__EXTRACT PROVIDED__:
[start]
African Connection II

Apologies to those who regularly skip my African selections, which have been getting me through rock's bad times (see Honorable Mention, especially toward the bottom) since the middle '80s. And thanks to an old riot grrrl for doing her latest thing.

Le Général Defao
'Ambiance Plus' (Bana Congo Vol. 2 Dance Mix)
(Roma Productions import)

Well after soukous supposedly withered away, a second-tier crowd-pleaser with a willingness to throw his big body into a dance he named puts out his 17th or 18th album, something like that. Vocally he's no Wemba or Rochereau, but Manda Chante (of Wenge Musica, how did you miss him?) caramelizes one track, and Le Jeune Makuta, Likanga Mangenza, and others I've never heard of take guest turns. Vocal colors shift as leads come and go; the chorus expands and contracts. Rhythms converge, thin out, flow horizonward. A saxophone comes in to garnish the guitars. Songs segue for easier dancing, or divide into parts the dancers better be ready for. The jollity is general, audible. A generic good time is had by all. B PLUS

The Del-Lords
Get Tough: The Best of the Del-Lords
(Restless)

If 15 years later the anthem that goes "I believe that there's a heaven before I'm dead" seems al most as naive as the anti-imperialist title song, well, these guys were more a straw to be grasped than a future to be seized even at the time—an American version of the Clash just as the Clash was headed for the shredder, substituting for rootsy punk formalism a full embrace of rock and roll and its sources. Leader Scott Kempner and believer Eric Ambel were never dead-on songwriters or overwhelming singers, so this distillation is the perfect place to recall just how humanistic the straight stuff can be. Slightly out of time in their time, today they're just as likely to make you ask why the hell it couldn't happen again. A MINUS

Handsome Boy Modeling School
So ... How's Your Girl?
(Tommy Boy)

More trip- than hip-hop in that its irresistibility is atmospheric—a sound that pits industrial textures against quiet piano samples/parts. Not that the guest rappers (and singers) don't boost the musicality further, or that a few bits aren't drop-deadpan funny. But I was sure this Prince Paul p-jay was distinctly lo-res when I read the credits and learned that the track that stood out strongest was produced by DJ Shadow. A MINUS

Ladysmith Black Mambazo
The Best of—Vol. 2
(Shanachie)

Absolute masters of a self-invented formula neither they nor their fans ever weary of, Ladysmith are like the Ramones at a higher level of musical if not philosophical development. And now they've outlasted these great rivals. Sixteen tracks, mostly new to U.S. consumers, showcase their a cappella trickery with daunting subtlety and never-ending smarts. B PLUS

Ladysmith Black Mambazo
Live at the Royal Albert Hall
(Shanachie)
[end]
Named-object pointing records
[start]
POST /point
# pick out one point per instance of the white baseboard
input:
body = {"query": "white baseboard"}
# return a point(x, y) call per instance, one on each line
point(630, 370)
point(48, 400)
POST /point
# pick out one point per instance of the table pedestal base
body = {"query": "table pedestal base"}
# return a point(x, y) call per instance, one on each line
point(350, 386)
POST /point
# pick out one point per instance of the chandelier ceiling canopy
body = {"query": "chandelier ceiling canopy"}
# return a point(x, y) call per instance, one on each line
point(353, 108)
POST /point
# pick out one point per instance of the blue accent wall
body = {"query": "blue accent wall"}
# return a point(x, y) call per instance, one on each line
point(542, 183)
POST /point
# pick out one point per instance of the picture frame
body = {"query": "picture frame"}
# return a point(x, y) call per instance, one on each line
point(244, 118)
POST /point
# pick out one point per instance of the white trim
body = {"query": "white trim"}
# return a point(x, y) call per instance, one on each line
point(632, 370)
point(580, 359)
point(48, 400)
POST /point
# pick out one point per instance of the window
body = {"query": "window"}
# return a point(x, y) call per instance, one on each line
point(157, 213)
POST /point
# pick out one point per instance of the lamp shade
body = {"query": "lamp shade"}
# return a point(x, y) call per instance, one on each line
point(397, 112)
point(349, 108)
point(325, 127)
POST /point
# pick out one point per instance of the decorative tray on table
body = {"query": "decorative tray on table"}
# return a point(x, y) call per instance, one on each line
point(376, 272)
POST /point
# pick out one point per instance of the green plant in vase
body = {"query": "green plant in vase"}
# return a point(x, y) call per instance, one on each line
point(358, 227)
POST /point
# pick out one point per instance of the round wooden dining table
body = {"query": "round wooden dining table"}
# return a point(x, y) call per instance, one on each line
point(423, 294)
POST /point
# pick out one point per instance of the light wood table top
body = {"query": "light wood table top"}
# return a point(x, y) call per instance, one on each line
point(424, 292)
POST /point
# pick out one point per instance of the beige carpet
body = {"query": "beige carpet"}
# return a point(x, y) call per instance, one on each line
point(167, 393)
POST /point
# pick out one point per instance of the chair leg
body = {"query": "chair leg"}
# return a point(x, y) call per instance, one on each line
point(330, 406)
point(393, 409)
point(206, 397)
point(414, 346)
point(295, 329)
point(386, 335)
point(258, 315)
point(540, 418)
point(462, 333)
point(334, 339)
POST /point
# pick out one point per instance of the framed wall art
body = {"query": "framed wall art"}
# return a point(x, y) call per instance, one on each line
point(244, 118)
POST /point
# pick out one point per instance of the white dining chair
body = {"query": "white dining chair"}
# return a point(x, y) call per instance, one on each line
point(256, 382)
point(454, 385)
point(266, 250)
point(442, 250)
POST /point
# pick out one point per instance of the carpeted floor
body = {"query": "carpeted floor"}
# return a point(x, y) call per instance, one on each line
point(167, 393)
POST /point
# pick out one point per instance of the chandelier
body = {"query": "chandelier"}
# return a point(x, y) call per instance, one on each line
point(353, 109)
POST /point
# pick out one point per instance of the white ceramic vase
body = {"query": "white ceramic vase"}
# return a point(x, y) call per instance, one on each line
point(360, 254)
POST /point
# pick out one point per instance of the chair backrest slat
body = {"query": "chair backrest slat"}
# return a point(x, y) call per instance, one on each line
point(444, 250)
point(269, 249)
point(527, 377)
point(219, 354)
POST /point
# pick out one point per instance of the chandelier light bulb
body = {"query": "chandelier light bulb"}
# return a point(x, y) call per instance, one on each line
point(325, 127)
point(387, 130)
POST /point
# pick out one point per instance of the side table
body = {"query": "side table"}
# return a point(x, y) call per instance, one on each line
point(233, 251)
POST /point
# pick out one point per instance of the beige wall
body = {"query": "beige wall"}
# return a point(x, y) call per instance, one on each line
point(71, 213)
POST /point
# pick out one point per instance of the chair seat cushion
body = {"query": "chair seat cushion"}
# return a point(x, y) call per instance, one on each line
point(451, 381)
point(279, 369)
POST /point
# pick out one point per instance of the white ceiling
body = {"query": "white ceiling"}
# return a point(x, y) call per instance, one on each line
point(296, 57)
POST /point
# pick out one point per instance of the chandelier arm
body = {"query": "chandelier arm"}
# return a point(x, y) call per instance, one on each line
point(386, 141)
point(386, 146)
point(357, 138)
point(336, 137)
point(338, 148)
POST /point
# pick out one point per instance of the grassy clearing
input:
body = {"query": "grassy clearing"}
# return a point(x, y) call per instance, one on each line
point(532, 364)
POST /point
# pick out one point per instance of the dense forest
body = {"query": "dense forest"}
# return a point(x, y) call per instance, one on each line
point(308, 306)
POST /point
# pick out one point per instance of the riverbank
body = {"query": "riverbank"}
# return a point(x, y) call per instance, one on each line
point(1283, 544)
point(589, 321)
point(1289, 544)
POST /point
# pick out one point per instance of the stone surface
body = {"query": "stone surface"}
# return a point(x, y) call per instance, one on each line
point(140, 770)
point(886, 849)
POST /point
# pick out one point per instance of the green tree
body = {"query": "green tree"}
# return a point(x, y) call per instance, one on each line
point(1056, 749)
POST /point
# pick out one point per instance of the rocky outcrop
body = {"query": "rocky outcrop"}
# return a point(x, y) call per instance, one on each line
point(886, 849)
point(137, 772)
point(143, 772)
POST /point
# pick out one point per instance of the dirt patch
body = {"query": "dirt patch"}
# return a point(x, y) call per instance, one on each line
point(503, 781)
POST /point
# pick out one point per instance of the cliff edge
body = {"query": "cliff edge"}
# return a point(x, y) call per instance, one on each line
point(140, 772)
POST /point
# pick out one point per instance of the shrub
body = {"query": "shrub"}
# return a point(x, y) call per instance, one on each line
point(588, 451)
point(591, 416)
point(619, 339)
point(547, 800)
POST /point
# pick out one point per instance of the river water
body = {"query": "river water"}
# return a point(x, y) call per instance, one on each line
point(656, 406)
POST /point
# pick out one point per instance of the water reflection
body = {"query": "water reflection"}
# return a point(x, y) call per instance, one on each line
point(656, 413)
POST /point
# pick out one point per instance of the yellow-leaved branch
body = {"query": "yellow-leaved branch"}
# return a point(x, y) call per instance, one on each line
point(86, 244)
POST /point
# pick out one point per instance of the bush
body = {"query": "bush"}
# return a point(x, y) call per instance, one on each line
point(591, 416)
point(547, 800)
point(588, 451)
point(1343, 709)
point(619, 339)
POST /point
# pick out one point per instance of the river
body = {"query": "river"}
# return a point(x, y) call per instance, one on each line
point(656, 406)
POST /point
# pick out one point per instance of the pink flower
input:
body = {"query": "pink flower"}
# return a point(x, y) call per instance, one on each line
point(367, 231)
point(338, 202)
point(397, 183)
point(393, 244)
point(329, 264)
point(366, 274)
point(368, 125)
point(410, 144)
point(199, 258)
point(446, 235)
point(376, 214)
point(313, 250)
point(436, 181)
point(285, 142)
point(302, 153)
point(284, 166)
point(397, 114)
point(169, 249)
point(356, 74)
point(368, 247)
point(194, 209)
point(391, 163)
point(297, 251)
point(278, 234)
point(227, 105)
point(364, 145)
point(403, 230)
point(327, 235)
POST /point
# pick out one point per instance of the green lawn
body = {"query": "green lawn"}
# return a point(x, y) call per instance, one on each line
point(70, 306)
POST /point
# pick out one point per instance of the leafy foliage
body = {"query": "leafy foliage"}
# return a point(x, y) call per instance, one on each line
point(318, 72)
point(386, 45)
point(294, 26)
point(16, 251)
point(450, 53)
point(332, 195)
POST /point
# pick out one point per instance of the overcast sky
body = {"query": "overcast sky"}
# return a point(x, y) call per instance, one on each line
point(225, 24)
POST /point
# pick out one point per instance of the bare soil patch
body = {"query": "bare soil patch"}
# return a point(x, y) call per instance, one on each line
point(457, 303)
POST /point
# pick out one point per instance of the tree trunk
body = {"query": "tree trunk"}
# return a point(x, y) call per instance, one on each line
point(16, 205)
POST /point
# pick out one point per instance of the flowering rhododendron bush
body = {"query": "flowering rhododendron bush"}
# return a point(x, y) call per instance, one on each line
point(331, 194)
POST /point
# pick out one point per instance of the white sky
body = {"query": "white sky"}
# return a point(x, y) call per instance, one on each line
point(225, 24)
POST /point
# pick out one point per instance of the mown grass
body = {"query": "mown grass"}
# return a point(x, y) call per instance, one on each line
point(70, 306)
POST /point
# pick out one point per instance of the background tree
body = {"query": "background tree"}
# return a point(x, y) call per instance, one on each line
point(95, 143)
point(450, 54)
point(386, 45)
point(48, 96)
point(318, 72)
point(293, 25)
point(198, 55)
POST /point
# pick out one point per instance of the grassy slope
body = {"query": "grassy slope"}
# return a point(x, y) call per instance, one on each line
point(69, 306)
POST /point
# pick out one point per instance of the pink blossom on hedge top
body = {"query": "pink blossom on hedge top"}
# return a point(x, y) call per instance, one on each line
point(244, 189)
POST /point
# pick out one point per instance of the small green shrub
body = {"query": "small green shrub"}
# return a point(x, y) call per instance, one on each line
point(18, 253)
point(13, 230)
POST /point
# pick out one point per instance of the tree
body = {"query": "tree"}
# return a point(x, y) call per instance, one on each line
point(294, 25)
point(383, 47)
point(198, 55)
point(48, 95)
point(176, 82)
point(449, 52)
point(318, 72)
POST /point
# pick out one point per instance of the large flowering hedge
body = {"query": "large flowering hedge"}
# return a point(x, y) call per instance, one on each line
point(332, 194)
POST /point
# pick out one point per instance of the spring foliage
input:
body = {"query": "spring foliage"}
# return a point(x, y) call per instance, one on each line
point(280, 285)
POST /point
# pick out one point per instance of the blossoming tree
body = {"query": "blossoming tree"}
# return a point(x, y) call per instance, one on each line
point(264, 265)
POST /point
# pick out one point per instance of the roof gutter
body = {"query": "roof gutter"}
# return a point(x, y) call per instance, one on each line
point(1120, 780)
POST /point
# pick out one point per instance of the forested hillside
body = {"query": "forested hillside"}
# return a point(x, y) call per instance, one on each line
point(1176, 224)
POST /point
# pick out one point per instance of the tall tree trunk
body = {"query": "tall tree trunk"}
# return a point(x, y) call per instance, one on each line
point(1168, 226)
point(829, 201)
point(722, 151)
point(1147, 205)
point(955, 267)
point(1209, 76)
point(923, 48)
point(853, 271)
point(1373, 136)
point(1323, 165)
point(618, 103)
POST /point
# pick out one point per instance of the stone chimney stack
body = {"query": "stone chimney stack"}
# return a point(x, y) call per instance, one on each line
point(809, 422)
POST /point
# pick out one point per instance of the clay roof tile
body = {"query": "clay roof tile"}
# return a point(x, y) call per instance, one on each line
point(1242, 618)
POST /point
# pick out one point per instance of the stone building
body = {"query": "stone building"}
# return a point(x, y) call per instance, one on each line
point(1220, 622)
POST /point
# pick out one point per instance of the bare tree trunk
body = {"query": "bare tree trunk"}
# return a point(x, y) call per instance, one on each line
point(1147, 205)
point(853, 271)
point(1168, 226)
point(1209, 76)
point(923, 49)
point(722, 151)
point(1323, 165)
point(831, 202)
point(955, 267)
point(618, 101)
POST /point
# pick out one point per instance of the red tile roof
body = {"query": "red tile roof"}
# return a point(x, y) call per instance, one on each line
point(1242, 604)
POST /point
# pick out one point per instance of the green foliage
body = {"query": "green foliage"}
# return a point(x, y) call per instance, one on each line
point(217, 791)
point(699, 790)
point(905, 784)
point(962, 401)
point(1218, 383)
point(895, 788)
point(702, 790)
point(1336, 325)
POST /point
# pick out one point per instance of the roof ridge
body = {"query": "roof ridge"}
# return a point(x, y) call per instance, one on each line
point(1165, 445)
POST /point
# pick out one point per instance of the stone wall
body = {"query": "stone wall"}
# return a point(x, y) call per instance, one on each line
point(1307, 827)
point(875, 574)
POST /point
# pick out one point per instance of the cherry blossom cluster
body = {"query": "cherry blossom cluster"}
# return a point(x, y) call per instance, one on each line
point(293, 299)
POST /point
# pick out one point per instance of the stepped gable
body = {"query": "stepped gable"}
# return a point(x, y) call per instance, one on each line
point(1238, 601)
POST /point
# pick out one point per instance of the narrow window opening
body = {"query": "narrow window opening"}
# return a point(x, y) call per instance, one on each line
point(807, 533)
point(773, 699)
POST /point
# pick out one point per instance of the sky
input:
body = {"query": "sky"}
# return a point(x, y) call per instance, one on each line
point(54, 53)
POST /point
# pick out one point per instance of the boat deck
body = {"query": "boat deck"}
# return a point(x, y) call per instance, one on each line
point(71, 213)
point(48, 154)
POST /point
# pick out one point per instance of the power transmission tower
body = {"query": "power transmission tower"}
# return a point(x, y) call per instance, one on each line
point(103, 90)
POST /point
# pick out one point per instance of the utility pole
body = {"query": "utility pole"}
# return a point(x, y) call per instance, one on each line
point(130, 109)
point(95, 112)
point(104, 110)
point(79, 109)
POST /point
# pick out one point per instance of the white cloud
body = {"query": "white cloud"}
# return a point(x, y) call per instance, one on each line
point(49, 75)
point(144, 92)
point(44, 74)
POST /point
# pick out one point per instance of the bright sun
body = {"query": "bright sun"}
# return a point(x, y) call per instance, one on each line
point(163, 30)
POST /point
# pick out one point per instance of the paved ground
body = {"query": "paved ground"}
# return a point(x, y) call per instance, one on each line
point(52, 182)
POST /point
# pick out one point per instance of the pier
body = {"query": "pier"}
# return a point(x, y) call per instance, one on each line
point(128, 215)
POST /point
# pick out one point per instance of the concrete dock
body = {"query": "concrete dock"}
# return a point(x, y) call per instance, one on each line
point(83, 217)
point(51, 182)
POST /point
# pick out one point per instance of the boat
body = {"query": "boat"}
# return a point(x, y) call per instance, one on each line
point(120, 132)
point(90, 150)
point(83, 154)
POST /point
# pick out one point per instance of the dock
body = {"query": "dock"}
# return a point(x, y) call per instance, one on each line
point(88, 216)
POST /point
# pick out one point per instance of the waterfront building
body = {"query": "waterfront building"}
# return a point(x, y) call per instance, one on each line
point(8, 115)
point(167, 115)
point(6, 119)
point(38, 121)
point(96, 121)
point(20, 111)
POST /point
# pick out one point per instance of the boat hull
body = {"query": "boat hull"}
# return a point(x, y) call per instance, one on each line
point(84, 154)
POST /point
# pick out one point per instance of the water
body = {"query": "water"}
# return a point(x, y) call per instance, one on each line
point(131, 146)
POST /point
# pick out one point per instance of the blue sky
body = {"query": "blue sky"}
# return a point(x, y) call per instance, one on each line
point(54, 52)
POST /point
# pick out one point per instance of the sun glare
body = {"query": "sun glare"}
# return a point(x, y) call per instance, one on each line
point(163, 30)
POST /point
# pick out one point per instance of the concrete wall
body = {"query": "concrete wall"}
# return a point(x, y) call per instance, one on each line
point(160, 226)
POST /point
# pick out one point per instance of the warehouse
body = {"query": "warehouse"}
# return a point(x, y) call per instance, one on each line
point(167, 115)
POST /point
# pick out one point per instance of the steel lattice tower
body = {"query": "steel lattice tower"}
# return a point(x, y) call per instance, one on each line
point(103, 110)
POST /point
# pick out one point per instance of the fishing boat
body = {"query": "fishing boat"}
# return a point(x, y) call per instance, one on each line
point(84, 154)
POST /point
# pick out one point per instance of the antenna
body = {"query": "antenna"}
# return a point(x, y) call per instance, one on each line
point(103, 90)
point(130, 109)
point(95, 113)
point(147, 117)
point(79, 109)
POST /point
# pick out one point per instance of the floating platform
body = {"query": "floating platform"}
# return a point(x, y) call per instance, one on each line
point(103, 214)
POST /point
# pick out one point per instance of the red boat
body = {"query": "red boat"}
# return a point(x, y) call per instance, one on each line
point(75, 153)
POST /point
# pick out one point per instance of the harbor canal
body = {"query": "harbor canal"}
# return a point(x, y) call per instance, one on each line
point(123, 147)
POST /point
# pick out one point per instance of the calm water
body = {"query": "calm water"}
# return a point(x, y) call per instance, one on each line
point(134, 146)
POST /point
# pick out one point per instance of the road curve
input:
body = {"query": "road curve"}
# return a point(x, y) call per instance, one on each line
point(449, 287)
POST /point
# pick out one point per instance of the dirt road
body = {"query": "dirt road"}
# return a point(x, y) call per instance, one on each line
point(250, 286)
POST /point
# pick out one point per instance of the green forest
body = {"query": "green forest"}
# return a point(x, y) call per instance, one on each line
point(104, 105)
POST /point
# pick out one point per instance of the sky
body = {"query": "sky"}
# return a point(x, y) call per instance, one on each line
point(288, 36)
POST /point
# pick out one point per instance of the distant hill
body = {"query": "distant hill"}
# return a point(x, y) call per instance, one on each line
[end]
__LIST OF TASKS__:
[a] Return the lines of the listing from its first line up to and including the line with "point(423, 294)".
[b] Supply the next part of the album reviews, picking up right after their final line.
The album reviews and the listing were taken from separate, unrelated sources.

__OUTPUTS IN ORDER__:
[a]
POST /point
# pick out one point per instance of the white baseboard
input:
body = {"query": "white baseboard"}
# return a point(x, y) call per instance, one on each line
point(630, 370)
point(48, 400)
POST /point
# pick out one point per instance of the table pedestal base
body = {"query": "table pedestal base"}
# return a point(x, y) call per instance, one on each line
point(350, 386)
POST /point
# pick out one point per instance of the chandelier ceiling canopy
body = {"query": "chandelier ceiling canopy"}
# return a point(x, y) call per instance, one on each line
point(353, 108)
POST /point
# pick out one point per instance of the blue accent wall
body = {"query": "blue accent wall"}
# return a point(x, y) call per instance, one on each line
point(542, 183)
POST /point
# pick out one point per instance of the picture frame
body = {"query": "picture frame"}
# return a point(x, y) call per instance, one on each line
point(244, 118)
POST /point
# pick out one point per instance of the white trim
body = {"query": "white trim"}
# return a point(x, y) call per instance, one on each line
point(632, 370)
point(580, 359)
point(48, 400)
POST /point
# pick out one point per instance of the window
body = {"query": "window"}
# return a point(x, y) call per instance, one on each line
point(157, 213)
POST /point
# pick out one point per instance of the lamp shade
body = {"query": "lamp shade"}
# return a point(x, y) call per instance, one on each line
point(397, 112)
point(349, 108)
point(325, 127)
POST /point
# pick out one point per instance of the decorative tray on table
body = {"query": "decorative tray on table"}
# return a point(x, y) call per instance, one on each line
point(376, 272)
POST /point
# pick out one point per instance of the green plant in vase
body = {"query": "green plant in vase"}
# return a point(x, y) call per instance, one on each line
point(358, 227)
POST /point
# pick out one point per instance of the round wooden dining table
body = {"query": "round wooden dining table"}
# return a point(x, y) call per instance, one on each line
point(423, 294)

[b]
Their first live album in a quarter century of taking it to the stage disperses the pious aura with which their religious faith and the self-righteousness of the world-music ethos conspire to surround them. Their sound effects ought to be funny enough in themselves (try the kisses on "Hello My Baby"), but their awkward repartee will convince the properest sobersides that it's OK to laugh. Their rhythms are more pronounced as well—too bad you can't see the steps. Their English repertoire is limited, so the half where you'll understand the words is re makes; their Zulu repertoire is vast, so the half where you won't isn't. Inspirational Chorus: "Everything's so stupid stupid stupid stupid stupid stupid"—sung with a smile. A MINUS

Pet Shop Boys
Nightlife
(Parlophone /Sire)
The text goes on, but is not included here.